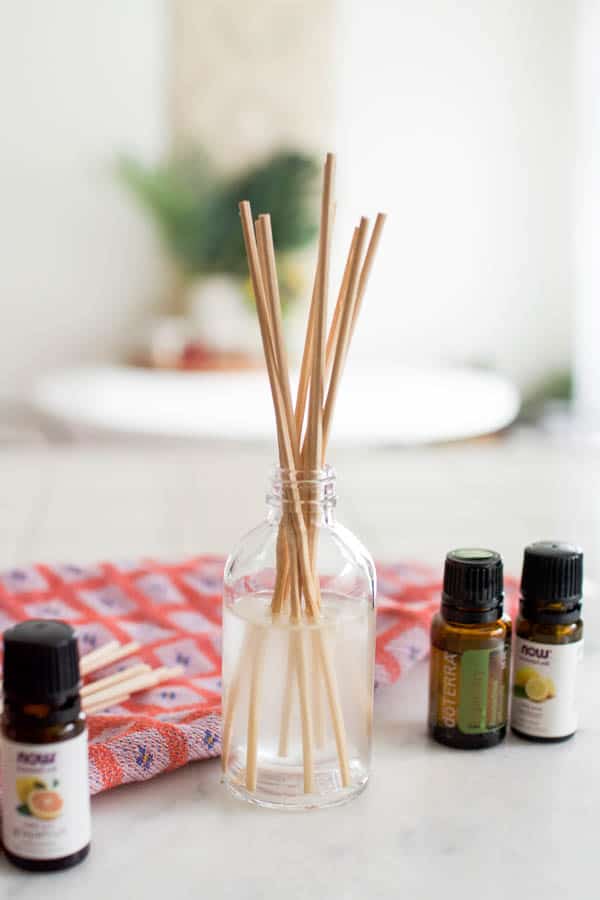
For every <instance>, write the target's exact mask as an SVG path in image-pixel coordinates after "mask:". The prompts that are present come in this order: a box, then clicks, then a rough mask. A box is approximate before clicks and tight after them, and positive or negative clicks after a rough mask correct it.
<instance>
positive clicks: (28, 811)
mask: <svg viewBox="0 0 600 900" xmlns="http://www.w3.org/2000/svg"><path fill="white" fill-rule="evenodd" d="M57 787H58V780H57V779H55V780H54V782H53V784H52V790H50V789H49V788H48V785H47V784H46V783H45V782H44V781H42V780H41V779H40V778H29V777H27V778H25V777H22V778H17V782H16V789H17V797H18V798H19V800H20V801H21V804H20V805H19V806H17V812H18V813H19V814H20V815H22V816H35V818H36V819H46V820H50V819H57V818H58V817H59V816H60V814H61V812H62V809H63V806H64V801H63V798H62V797H61V796H60V794H59V793H58V791H56V790H55V788H57Z"/></svg>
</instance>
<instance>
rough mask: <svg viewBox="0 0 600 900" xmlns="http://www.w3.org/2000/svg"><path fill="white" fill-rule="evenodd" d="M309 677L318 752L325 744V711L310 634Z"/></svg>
mask: <svg viewBox="0 0 600 900" xmlns="http://www.w3.org/2000/svg"><path fill="white" fill-rule="evenodd" d="M311 675H312V679H311V680H312V711H313V722H314V733H315V746H316V747H317V748H318V749H319V750H320V749H322V747H323V745H324V743H325V710H324V709H323V702H322V700H323V695H322V684H321V681H322V677H323V673H322V671H321V662H320V657H319V647H318V639H317V635H316V633H315V631H314V629H313V631H312V633H311Z"/></svg>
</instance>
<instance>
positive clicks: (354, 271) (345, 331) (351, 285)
mask: <svg viewBox="0 0 600 900" xmlns="http://www.w3.org/2000/svg"><path fill="white" fill-rule="evenodd" d="M368 228H369V220H368V219H365V218H364V217H363V218H362V219H361V220H360V226H359V229H358V235H357V238H356V246H355V248H354V253H353V254H352V261H351V263H350V272H349V275H348V290H347V293H346V298H345V302H344V304H343V308H342V312H341V315H340V328H339V335H338V340H337V342H336V345H335V353H334V357H333V365H332V368H331V378H330V380H329V389H328V391H327V400H326V401H325V409H324V411H323V435H324V437H323V445H324V446H325V447H326V446H327V443H328V441H329V429H330V427H331V416H332V413H333V407H334V405H335V401H336V397H337V392H338V387H339V383H340V376H341V374H342V369H343V367H344V363H345V361H346V356H347V353H348V345H349V342H350V337H351V334H352V319H353V313H354V305H355V300H356V293H357V290H358V280H359V276H360V263H361V260H362V254H363V249H364V245H365V242H366V238H367V231H368ZM322 462H323V460H322V459H321V460H319V463H320V464H322Z"/></svg>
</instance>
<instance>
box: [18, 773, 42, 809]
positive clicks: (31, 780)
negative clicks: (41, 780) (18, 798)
mask: <svg viewBox="0 0 600 900" xmlns="http://www.w3.org/2000/svg"><path fill="white" fill-rule="evenodd" d="M36 788H39V789H40V790H46V784H45V782H43V781H40V779H39V778H35V777H34V778H32V777H27V778H24V777H21V778H17V797H18V798H19V800H20V801H21V803H27V799H28V797H29V795H30V793H31V792H32V791H33V790H35V789H36Z"/></svg>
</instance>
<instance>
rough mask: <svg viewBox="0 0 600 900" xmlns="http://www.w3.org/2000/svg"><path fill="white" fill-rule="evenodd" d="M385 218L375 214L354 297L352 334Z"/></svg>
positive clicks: (376, 248)
mask: <svg viewBox="0 0 600 900" xmlns="http://www.w3.org/2000/svg"><path fill="white" fill-rule="evenodd" d="M386 218H387V216H386V215H385V213H377V218H376V219H375V225H374V226H373V232H372V234H371V240H370V241H369V246H368V247H367V253H366V255H365V261H364V263H363V267H362V269H361V272H360V279H359V282H358V293H357V297H356V302H355V304H354V312H353V314H352V332H353V333H354V329H355V328H356V321H357V319H358V316H359V313H360V310H361V307H362V302H363V299H364V296H365V292H366V290H367V284H368V283H369V276H370V275H371V270H372V268H373V262H374V260H375V254H376V253H377V248H378V247H379V242H380V240H381V232H382V231H383V226H384V225H385V221H386Z"/></svg>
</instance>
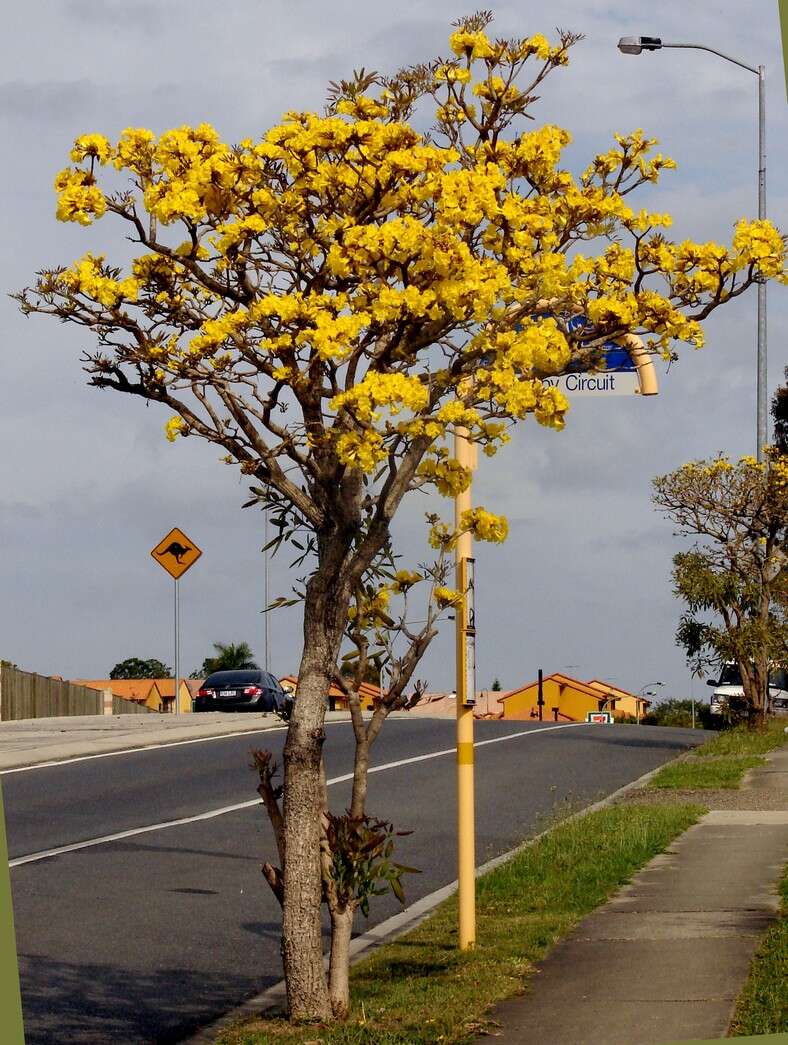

- **PROBLEM STATEMENT**:
Write the entries above out again exactly, but not the pictures.

- **RESPONSE TO THE EXERCISE**:
For every <instance>, write the target's exact mask as an SVG path in image-pixel coordinates after "mask:". The prompts that are present come in this order: a box, then clicks, then a rough mask. A box is approximate before clicks and tight after them, and positive or negative clicks after a rough mask correct it.
<instance>
positive clicks: (28, 811)
mask: <svg viewBox="0 0 600 900" xmlns="http://www.w3.org/2000/svg"><path fill="white" fill-rule="evenodd" d="M57 787H58V780H57V779H55V780H54V782H53V784H52V790H50V789H49V788H48V785H47V784H46V783H45V782H44V781H42V780H41V779H40V778H29V777H27V778H25V777H22V778H17V782H16V789H17V797H18V798H19V800H20V801H21V804H20V805H19V806H17V812H18V813H19V814H20V815H22V816H35V818H36V819H46V820H50V819H57V818H58V817H59V816H60V814H61V812H62V809H63V806H64V801H63V798H62V797H61V796H60V794H59V793H58V791H56V790H55V788H57Z"/></svg>
</instance>
<instance>
rough mask: <svg viewBox="0 0 600 900" xmlns="http://www.w3.org/2000/svg"><path fill="white" fill-rule="evenodd" d="M309 677L318 752L325 744V711L310 634Z"/></svg>
mask: <svg viewBox="0 0 600 900" xmlns="http://www.w3.org/2000/svg"><path fill="white" fill-rule="evenodd" d="M311 675H312V679H311V680H312V711H313V722H314V733H315V746H316V747H317V748H318V749H319V750H320V749H322V747H323V745H324V743H325V710H324V709H323V702H322V700H323V695H322V684H321V681H322V677H323V673H322V671H321V662H320V657H319V647H318V639H317V635H316V633H315V631H314V629H313V631H312V633H311Z"/></svg>
</instance>
<instance>
positive clicks: (354, 271) (345, 331) (351, 285)
mask: <svg viewBox="0 0 600 900" xmlns="http://www.w3.org/2000/svg"><path fill="white" fill-rule="evenodd" d="M368 228H369V220H368V219H365V218H364V217H363V218H362V219H361V220H360V226H359V229H358V235H357V238H356V246H355V248H354V253H353V254H352V261H351V263H350V272H349V275H348V290H347V293H346V298H345V302H344V304H343V308H342V312H341V315H340V328H339V335H338V340H337V342H336V345H335V353H334V357H333V365H332V368H331V378H330V380H329V389H328V391H327V400H326V401H325V409H324V411H323V435H324V437H323V445H324V446H325V447H326V446H327V443H328V441H329V429H330V427H331V416H332V413H333V407H334V405H335V401H336V397H337V392H338V387H339V383H340V376H341V374H342V369H343V367H344V363H345V361H346V356H347V353H348V345H349V342H350V337H351V334H352V319H353V313H354V305H355V300H356V293H357V290H358V280H359V276H360V263H361V260H362V254H363V249H364V245H365V242H366V238H367V231H368ZM322 462H323V460H322V459H321V460H319V463H320V464H322Z"/></svg>
</instance>
<instance>
box: [18, 773, 42, 809]
positive clicks: (31, 780)
negative clicks: (41, 780) (18, 798)
mask: <svg viewBox="0 0 600 900" xmlns="http://www.w3.org/2000/svg"><path fill="white" fill-rule="evenodd" d="M36 788H39V789H40V790H46V784H45V782H43V781H40V779H39V778H35V777H34V778H32V777H27V778H24V777H21V778H17V797H18V798H19V800H20V801H21V803H27V799H28V797H29V795H30V793H31V792H32V791H33V790H35V789H36Z"/></svg>
</instance>
<instance>
rough mask: <svg viewBox="0 0 600 900" xmlns="http://www.w3.org/2000/svg"><path fill="white" fill-rule="evenodd" d="M385 218L375 214L354 297L352 334Z"/></svg>
positive clicks: (376, 248)
mask: <svg viewBox="0 0 600 900" xmlns="http://www.w3.org/2000/svg"><path fill="white" fill-rule="evenodd" d="M386 218H387V216H386V215H385V213H377V218H376V219H375V225H374V226H373V232H372V234H371V240H370V241H369V246H368V247H367V253H366V255H365V261H364V263H363V267H362V269H361V272H360V279H359V282H358V293H357V297H356V302H355V304H354V312H353V314H352V332H353V333H354V329H355V328H356V321H357V319H358V316H359V313H360V310H361V307H362V302H363V299H364V296H365V292H366V290H367V284H368V283H369V276H370V275H371V270H372V268H373V262H374V260H375V254H376V253H377V248H378V247H379V242H380V240H381V232H382V231H383V226H384V225H385V221H386Z"/></svg>
</instance>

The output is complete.